───── Text excerpt ─────

Source: Fundamentals of Data Engineering Book By Joe Reis and Matt Housley

In the book Fundamentals of Data Engineering³ by Joe Reis and Matt Housley, three technical elements are defined for dataops:

Automation

Automation in DataOps goes beyond simple task scheduling. It covers the entire data lifecycle, from ingestion to deployment.

Key Components:

• Version Control for Everything: Not just code, but data schemas, configurations, and even sample datasets.

• CI/CD for Data Pipelines: Automated testing, staging environments, and controlled deployments.

• Infrastructure as Code: Reproducible environments and consistent configurations.

• Automated Data Quality Checks: Built-in validation that runs with every data transformation.

Monitoring & Observability

Data problems often hide in plain sight. A pipeline might be running successfully while producing completely wrong results. Comprehensive observability makes the invisible visible.

What to Monitor:

a. System Health:

• Pipeline execution times and success rates.

• Resource utilisation and performance metrics.

• Data volume trends and anomalies.

b. Data Quality:

• Schema evolution and breaking changes.

• Data freshness and completeness.

• Statistical distributions and data drift.

• Business rule violations.

c. Business Impact:

• SLA compliance for data products.

• End-user engagement with dashboards and reports.

─────

__Written task 1__
According to the DataOps excerpt, what does Infrastructure as Code provide?
__Written task 2__
Write out the DataOps excerpt from "Data problems often" to "and success rates.", substituting "outputs" for "results".

───── Provided material ─────

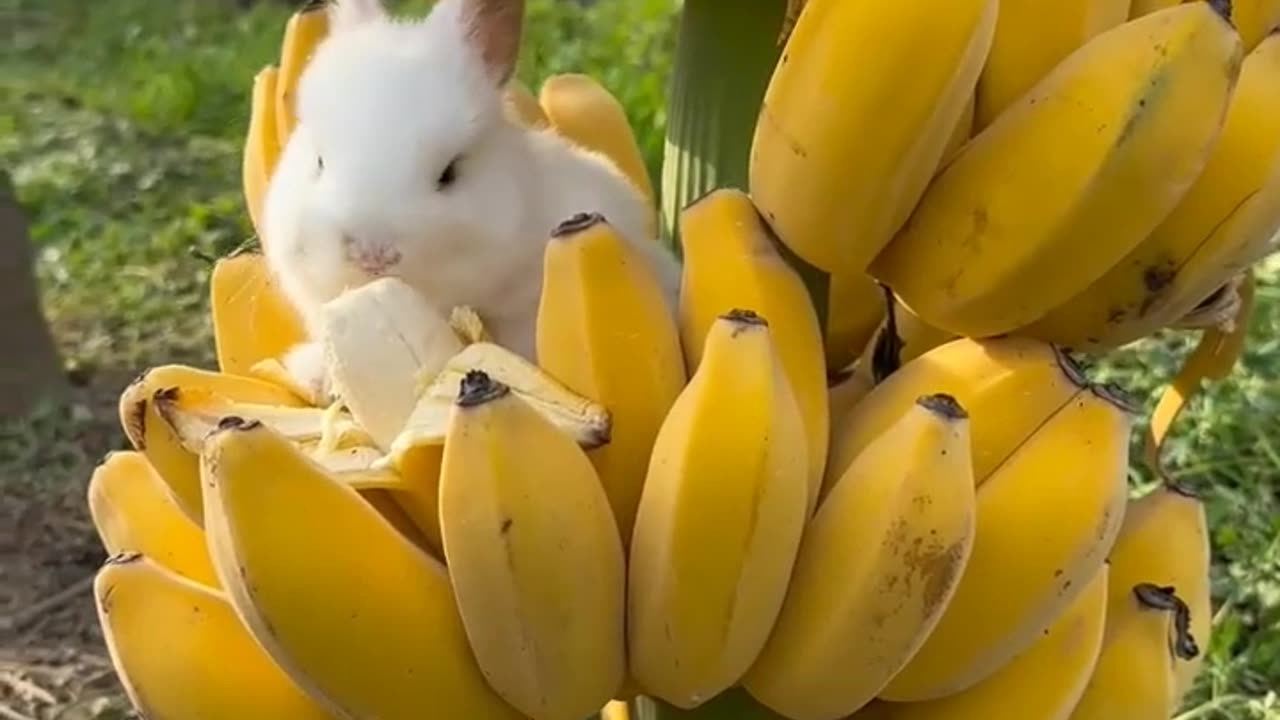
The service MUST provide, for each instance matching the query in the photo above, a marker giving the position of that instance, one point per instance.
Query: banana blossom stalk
(725, 55)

─────

__Written response 1__
Reproducible environments and consistent configurations.

__Written response 2__
Data problems often hide in plain sight. A pipeline might be running successfully while producing completely wrong outputs. Comprehensive observability makes the invisible visible.

What to Monitor:

a. System Health:

• Pipeline execution times and success rates.